The task:
Reproduce the lines of the data below without any change, starting with the line that contains "query: the noun phrase to segment: flower" and going on through the line that contains "[[[49,6],[50,6],[50,0],[43,0],[39,9],[47,9]]]". Give only those lines.

Dataset:
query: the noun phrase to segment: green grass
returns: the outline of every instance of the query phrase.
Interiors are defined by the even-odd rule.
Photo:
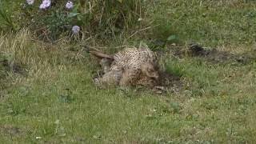
[[[195,0],[158,2],[151,7],[157,13],[149,11],[152,17],[146,20],[170,22],[174,33],[169,34],[166,25],[162,31],[168,34],[155,32],[153,38],[175,34],[180,44],[194,39],[235,54],[253,49],[255,18],[241,19],[246,18],[244,14],[254,13],[253,1],[226,1],[222,6],[218,5],[221,1],[202,2],[202,6]],[[202,17],[204,13],[206,16]],[[247,22],[250,26],[244,25]],[[230,23],[241,24],[247,31]],[[202,30],[209,31],[199,33]],[[141,37],[150,34],[145,32]],[[0,143],[254,143],[256,140],[254,61],[244,65],[214,64],[204,58],[166,54],[167,71],[181,77],[183,86],[179,90],[156,94],[138,88],[100,90],[91,80],[98,69],[96,61],[87,54],[69,50],[73,46],[65,40],[52,45],[32,38],[26,30],[0,37],[1,58],[8,56],[10,62],[26,70],[26,74],[11,73],[0,65],[1,82],[11,86],[0,89]],[[136,43],[133,40],[139,38],[135,35],[127,42]],[[123,39],[111,42],[111,46],[117,46]]]

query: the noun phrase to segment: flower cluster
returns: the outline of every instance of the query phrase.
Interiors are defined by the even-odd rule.
[[[74,7],[74,4],[71,1],[68,1],[66,4],[66,9],[72,9]]]
[[[34,3],[34,0],[26,0],[28,5],[33,5]],[[50,6],[51,1],[50,0],[42,0],[42,3],[39,6],[40,10],[46,10]],[[67,1],[66,3],[66,8],[67,10],[71,10],[74,8],[74,2],[72,1]],[[74,26],[72,27],[72,32],[74,34],[78,34],[80,31],[80,27],[78,26]]]
[[[77,34],[80,31],[80,27],[78,26],[74,26],[72,27],[72,31],[73,31],[73,34]]]
[[[26,3],[27,3],[28,5],[33,5],[34,2],[34,0],[26,0]]]
[[[49,6],[50,6],[50,0],[43,0],[39,9],[47,9]]]

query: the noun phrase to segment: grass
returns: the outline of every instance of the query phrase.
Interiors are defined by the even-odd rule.
[[[253,49],[254,19],[241,20],[246,18],[243,14],[253,13],[256,6],[253,1],[226,1],[222,6],[218,6],[222,1],[202,2],[201,6],[195,0],[158,2],[151,7],[157,13],[149,11],[152,17],[146,20],[170,22],[164,23],[163,31],[168,32],[166,27],[170,26],[174,32],[166,36],[178,35],[180,45],[194,39],[236,54]],[[203,13],[206,17],[202,17]],[[247,22],[250,25],[246,25]],[[248,30],[230,23],[241,24]],[[198,33],[202,30],[209,31]],[[153,39],[165,38],[155,34]],[[148,41],[150,34],[141,37]],[[65,40],[49,44],[34,41],[31,35],[22,30],[0,37],[0,57],[26,70],[25,74],[14,73],[3,70],[0,65],[5,73],[1,82],[11,86],[1,87],[1,143],[254,143],[256,140],[254,61],[223,64],[167,55],[164,58],[167,70],[181,76],[183,86],[179,90],[160,95],[137,88],[99,90],[91,81],[97,69],[94,59],[83,52],[70,51],[73,46]],[[242,38],[238,41],[238,37]],[[139,38],[136,35],[128,42]]]

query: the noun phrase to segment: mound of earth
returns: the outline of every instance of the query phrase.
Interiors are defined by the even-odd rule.
[[[0,55],[0,90],[6,86],[8,83],[7,78],[10,73],[25,74],[25,70],[21,65],[10,62],[4,56]]]
[[[184,56],[203,58],[206,61],[213,63],[238,62],[246,64],[256,60],[255,51],[244,54],[232,54],[229,51],[220,51],[215,48],[206,49],[198,44],[190,44],[187,49],[173,46],[172,54],[182,58]]]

Response below:
query: the noun phrase to segment: flower cluster
returns: the outline of every instance of the query phrase.
Interiors are defined by the even-odd rule.
[[[74,7],[74,4],[71,1],[68,1],[66,4],[66,9],[72,9]]]
[[[34,3],[34,0],[26,0],[28,5],[33,5]],[[50,6],[51,1],[50,0],[42,0],[42,3],[39,6],[40,10],[46,10]],[[67,1],[66,3],[66,8],[67,10],[71,10],[74,8],[74,2],[72,1]],[[74,26],[72,27],[72,32],[74,34],[78,34],[80,31],[80,27],[78,26]]]
[[[77,34],[80,31],[80,27],[78,26],[74,26],[72,27],[72,31],[73,31],[73,34]]]
[[[26,3],[27,3],[28,5],[33,5],[34,2],[34,0],[26,0]]]
[[[49,6],[50,6],[50,0],[43,0],[39,9],[47,9]]]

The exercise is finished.